Copy all entries without alteration and skip the pictures they hold.

--- Start EXTRACTED RECORDS ---

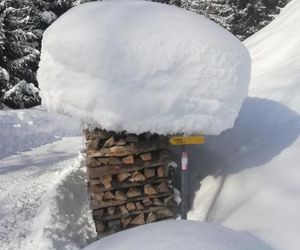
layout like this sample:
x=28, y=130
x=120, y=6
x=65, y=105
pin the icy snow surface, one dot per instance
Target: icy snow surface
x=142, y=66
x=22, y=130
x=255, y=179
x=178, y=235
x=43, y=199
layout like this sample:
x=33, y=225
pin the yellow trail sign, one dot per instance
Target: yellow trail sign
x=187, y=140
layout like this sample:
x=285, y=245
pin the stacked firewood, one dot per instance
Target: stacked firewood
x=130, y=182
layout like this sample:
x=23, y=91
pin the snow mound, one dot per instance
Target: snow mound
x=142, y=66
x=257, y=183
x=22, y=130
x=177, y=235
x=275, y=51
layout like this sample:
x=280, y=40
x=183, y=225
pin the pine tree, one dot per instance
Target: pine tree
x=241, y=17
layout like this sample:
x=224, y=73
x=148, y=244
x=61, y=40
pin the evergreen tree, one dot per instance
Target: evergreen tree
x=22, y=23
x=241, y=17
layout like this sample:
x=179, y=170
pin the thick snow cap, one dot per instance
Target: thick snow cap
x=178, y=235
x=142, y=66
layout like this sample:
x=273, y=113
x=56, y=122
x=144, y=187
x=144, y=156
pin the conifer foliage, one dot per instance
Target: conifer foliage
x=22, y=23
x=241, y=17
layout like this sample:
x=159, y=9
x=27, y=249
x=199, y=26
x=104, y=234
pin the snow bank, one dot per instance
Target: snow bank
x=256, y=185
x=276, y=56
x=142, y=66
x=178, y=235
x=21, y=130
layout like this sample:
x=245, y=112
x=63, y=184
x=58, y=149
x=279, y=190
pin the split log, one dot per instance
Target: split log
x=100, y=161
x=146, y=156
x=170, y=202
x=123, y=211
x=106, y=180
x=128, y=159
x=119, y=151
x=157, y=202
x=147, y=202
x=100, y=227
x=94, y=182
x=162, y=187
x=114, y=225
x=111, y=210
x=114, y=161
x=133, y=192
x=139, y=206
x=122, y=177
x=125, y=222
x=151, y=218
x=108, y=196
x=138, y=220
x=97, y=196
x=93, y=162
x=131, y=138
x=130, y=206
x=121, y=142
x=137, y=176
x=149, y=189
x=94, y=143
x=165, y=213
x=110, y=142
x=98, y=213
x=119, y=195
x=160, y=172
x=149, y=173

--- End EXTRACTED RECORDS ---

# [ANSWER FOR THE TASK]
layout like this sample:
x=28, y=130
x=120, y=6
x=65, y=105
pin the icy snow surface, one dot per instance
Target: icy snow surface
x=142, y=66
x=22, y=130
x=255, y=179
x=178, y=235
x=43, y=199
layout like this sample:
x=33, y=225
pin the yellow trail sign, one dot per instance
Target: yellow trail sign
x=187, y=140
layout like this sample:
x=285, y=245
pin the stacked firewood, one dot per instance
Target: stacked firewood
x=130, y=182
layout like this sample:
x=23, y=91
pin the snow mound, one dot per instance
Target: snow mound
x=142, y=66
x=257, y=183
x=22, y=130
x=177, y=235
x=275, y=51
layout like this sample:
x=280, y=40
x=183, y=225
pin the pine tree, one dot per instance
Target: pine tree
x=241, y=17
layout like this sample:
x=224, y=73
x=148, y=244
x=61, y=40
pin the evergreen tree, one dot per instance
Target: evergreen tree
x=22, y=23
x=241, y=17
layout like this sample:
x=179, y=170
pin the thick snow cap, one dot per instance
Target: thick snow cap
x=178, y=235
x=142, y=66
layout like this sample:
x=273, y=113
x=56, y=122
x=144, y=187
x=144, y=156
pin the conifer foliage, one dot per instance
Target: conifer foliage
x=22, y=23
x=241, y=17
layout like this sample:
x=159, y=9
x=27, y=249
x=199, y=26
x=104, y=234
pin the snow bank, one dot per instance
Target: snow bank
x=256, y=185
x=276, y=56
x=142, y=66
x=178, y=235
x=21, y=130
layout like this sample:
x=245, y=112
x=63, y=184
x=58, y=149
x=279, y=190
pin the split log, one dot per instance
Target: split log
x=100, y=161
x=146, y=156
x=170, y=202
x=123, y=211
x=106, y=180
x=128, y=159
x=119, y=151
x=157, y=202
x=147, y=202
x=100, y=227
x=94, y=182
x=162, y=187
x=114, y=225
x=111, y=210
x=114, y=161
x=133, y=192
x=139, y=206
x=122, y=177
x=125, y=222
x=151, y=218
x=108, y=196
x=138, y=220
x=97, y=196
x=93, y=162
x=131, y=138
x=130, y=206
x=121, y=142
x=137, y=176
x=149, y=189
x=94, y=143
x=165, y=213
x=110, y=142
x=98, y=213
x=119, y=195
x=160, y=172
x=149, y=173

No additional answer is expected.